Copy exactly, please, the line that has "Task: set a dot on every instance of the light pole" in it along with every line after it to the end of the listing.
::: Information provided
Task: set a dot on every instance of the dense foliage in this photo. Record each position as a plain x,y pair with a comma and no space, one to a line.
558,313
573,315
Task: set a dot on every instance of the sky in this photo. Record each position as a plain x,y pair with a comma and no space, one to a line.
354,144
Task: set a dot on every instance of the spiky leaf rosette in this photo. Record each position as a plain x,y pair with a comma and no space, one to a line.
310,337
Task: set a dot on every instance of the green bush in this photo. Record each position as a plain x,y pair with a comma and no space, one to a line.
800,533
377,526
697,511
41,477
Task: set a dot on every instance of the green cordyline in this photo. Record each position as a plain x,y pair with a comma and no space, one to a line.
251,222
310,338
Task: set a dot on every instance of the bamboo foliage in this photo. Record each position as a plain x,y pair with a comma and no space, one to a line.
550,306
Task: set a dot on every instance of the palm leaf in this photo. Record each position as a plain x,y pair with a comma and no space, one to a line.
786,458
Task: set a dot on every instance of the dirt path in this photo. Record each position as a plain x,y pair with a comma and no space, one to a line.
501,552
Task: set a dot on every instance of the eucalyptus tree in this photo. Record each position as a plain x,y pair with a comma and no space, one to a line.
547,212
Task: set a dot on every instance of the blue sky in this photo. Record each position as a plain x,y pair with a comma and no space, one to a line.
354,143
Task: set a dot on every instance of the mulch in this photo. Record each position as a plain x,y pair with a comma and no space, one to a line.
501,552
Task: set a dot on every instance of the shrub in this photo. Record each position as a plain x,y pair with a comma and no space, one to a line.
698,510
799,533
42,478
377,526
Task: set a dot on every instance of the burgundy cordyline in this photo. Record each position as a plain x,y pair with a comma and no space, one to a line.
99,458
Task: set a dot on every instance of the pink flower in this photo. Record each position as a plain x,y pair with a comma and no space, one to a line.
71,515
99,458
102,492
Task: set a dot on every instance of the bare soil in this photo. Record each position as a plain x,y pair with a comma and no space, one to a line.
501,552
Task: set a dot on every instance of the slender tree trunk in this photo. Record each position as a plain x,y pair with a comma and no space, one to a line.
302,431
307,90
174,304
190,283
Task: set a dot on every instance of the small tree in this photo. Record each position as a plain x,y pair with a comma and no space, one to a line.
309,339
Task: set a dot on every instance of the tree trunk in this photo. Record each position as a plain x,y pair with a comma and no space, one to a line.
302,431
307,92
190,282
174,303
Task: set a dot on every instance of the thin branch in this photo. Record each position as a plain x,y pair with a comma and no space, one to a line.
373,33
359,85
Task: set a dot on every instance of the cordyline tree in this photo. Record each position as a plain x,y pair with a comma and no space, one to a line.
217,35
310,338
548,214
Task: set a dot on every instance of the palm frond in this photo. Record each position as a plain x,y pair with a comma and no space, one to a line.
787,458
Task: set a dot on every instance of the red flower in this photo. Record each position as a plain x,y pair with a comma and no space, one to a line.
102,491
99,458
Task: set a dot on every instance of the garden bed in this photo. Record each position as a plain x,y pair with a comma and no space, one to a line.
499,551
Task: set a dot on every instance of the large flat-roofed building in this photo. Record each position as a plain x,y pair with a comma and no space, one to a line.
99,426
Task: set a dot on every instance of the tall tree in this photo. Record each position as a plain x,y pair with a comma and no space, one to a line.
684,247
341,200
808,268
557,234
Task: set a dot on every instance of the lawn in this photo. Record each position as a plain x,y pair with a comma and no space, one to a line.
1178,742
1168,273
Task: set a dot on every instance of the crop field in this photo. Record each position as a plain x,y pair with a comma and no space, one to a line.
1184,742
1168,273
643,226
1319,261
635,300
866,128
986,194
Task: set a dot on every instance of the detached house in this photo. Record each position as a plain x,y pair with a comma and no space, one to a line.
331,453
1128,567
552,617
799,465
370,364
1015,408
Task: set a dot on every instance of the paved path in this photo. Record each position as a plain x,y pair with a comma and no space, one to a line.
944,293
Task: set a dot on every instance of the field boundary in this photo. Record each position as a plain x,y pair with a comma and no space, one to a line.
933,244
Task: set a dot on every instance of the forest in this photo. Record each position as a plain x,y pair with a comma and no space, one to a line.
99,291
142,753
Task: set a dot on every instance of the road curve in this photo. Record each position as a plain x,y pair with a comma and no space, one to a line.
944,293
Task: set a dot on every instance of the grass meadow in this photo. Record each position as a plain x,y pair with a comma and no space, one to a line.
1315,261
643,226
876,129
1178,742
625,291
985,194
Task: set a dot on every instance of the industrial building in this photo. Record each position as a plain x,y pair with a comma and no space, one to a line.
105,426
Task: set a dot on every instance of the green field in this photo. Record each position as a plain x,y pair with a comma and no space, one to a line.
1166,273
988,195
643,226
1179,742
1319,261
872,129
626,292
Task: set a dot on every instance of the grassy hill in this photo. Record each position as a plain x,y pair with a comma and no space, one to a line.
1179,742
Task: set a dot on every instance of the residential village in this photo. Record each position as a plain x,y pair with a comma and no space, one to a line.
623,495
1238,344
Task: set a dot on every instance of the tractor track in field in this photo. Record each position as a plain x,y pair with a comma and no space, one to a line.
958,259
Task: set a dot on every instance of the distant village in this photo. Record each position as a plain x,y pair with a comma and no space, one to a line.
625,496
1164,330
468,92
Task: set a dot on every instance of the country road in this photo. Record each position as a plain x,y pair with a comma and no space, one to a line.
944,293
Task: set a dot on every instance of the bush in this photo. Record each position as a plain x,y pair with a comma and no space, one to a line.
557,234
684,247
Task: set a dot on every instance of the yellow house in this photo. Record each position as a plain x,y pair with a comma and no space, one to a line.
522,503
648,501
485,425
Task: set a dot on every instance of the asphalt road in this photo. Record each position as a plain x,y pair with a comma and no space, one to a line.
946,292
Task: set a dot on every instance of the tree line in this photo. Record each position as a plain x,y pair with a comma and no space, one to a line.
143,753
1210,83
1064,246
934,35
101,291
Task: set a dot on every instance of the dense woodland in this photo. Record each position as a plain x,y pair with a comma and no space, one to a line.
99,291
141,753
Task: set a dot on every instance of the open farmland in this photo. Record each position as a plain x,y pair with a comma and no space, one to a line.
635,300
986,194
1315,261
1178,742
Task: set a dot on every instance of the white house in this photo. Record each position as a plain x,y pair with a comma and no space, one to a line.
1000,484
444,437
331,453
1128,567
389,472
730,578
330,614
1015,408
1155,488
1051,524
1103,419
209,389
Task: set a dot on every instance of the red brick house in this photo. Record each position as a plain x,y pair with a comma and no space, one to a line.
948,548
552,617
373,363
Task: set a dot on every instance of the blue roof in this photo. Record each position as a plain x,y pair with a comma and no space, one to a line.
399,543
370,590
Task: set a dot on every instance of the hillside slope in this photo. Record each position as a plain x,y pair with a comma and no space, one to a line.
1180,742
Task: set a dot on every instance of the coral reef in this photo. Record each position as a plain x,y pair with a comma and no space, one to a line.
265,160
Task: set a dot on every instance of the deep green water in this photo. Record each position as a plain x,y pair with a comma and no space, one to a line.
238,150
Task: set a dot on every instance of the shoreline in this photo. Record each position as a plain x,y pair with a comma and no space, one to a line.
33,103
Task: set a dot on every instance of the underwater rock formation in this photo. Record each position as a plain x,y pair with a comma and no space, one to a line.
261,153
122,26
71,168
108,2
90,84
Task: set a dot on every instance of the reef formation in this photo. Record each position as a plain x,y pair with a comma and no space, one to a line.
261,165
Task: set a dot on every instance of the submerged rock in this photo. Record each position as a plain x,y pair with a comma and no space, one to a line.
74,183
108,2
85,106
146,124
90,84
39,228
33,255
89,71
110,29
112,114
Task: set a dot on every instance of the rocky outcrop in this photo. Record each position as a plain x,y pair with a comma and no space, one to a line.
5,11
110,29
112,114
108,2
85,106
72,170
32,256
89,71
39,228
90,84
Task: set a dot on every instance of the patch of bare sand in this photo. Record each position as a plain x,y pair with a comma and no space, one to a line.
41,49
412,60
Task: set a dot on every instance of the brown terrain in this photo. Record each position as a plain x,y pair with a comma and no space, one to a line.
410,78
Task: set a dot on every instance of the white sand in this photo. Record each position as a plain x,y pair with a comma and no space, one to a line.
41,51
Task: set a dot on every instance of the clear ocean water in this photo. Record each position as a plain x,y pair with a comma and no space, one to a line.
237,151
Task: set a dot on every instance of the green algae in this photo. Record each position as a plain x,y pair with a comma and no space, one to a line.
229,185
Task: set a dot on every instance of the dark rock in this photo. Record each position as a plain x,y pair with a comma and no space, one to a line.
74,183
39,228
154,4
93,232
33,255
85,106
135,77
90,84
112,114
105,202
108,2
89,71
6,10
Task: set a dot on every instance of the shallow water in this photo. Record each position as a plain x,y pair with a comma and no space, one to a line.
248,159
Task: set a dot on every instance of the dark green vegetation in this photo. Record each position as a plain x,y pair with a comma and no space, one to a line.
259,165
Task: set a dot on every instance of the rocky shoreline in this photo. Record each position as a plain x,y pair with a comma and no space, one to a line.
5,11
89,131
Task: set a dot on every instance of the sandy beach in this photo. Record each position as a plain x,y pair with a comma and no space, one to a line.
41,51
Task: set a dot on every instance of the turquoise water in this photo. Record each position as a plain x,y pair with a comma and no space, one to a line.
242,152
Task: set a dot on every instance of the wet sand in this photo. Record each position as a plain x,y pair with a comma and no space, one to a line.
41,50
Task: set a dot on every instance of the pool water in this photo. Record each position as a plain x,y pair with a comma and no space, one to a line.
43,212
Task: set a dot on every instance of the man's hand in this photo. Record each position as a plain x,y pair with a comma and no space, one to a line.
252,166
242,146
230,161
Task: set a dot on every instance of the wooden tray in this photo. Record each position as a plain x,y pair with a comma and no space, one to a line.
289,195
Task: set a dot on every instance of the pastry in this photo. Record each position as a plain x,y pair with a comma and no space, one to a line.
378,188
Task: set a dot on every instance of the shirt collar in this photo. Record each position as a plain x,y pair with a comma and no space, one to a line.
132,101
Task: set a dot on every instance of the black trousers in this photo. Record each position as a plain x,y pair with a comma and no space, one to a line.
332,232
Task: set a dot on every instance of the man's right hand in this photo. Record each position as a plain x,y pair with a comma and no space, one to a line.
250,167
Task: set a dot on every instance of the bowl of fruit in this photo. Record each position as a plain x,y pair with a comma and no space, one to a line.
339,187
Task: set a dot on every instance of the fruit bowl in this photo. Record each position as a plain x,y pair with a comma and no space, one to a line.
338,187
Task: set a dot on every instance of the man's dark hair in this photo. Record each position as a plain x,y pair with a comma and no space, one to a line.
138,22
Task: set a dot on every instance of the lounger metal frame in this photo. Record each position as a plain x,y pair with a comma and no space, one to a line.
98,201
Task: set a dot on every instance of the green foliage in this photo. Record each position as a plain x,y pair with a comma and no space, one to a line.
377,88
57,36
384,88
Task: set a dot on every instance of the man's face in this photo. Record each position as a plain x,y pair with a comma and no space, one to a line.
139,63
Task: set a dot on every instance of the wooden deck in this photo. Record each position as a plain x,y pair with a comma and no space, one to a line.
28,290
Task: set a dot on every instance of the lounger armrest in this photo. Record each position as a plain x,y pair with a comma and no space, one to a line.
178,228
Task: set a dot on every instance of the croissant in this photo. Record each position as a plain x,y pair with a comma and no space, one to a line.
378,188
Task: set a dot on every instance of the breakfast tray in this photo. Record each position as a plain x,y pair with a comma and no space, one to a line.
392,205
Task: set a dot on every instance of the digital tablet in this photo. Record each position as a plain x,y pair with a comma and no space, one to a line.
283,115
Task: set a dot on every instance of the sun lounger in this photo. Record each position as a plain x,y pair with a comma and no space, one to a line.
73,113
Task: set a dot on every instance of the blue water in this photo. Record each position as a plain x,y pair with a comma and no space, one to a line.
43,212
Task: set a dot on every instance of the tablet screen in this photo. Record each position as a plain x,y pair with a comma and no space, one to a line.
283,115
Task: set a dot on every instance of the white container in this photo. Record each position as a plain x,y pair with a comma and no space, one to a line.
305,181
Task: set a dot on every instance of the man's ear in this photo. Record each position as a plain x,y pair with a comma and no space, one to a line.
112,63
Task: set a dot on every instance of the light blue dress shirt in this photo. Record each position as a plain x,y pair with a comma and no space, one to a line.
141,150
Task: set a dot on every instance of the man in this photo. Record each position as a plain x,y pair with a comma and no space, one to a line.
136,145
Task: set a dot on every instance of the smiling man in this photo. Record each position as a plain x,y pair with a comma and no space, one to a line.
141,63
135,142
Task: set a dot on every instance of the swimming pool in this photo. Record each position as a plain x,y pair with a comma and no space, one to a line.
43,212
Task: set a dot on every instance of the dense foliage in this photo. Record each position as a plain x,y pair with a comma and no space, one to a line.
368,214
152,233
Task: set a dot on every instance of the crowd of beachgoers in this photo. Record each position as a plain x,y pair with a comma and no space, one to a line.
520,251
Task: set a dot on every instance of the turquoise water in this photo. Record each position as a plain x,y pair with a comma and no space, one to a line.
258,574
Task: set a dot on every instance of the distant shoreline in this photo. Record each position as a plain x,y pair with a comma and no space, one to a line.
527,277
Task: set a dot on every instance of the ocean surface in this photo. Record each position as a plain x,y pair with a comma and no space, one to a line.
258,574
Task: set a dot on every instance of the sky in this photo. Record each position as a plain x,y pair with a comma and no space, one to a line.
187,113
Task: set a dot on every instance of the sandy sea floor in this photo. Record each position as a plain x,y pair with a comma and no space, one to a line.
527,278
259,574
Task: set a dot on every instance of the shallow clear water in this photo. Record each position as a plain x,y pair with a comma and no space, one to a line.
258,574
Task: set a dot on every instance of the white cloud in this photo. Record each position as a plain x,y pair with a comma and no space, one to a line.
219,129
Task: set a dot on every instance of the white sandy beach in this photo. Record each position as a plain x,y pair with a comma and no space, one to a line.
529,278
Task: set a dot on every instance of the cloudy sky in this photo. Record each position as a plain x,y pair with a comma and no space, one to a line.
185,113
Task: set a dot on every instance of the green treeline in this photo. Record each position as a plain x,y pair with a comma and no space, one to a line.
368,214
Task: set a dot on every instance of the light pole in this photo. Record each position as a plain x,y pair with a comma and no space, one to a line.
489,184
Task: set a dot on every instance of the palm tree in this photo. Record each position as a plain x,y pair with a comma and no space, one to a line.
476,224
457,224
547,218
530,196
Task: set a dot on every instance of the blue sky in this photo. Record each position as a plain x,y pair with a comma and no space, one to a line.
::::::
=== Answer to the exercise ===
Task: set a dot on every instance of the light pole in this photo. Record each position as a plain x,y pair with a comma and no space, one to a line.
489,184
Task: set a dot on every instance of the palm tree in this photo. Record each position as a plain x,y pair with a comma and no space, one to a line.
476,224
457,224
547,218
530,196
Task: set a dot on every instance of the blue sky in this photo. Record each position as a plain x,y pair with a comma and no space, one to a line.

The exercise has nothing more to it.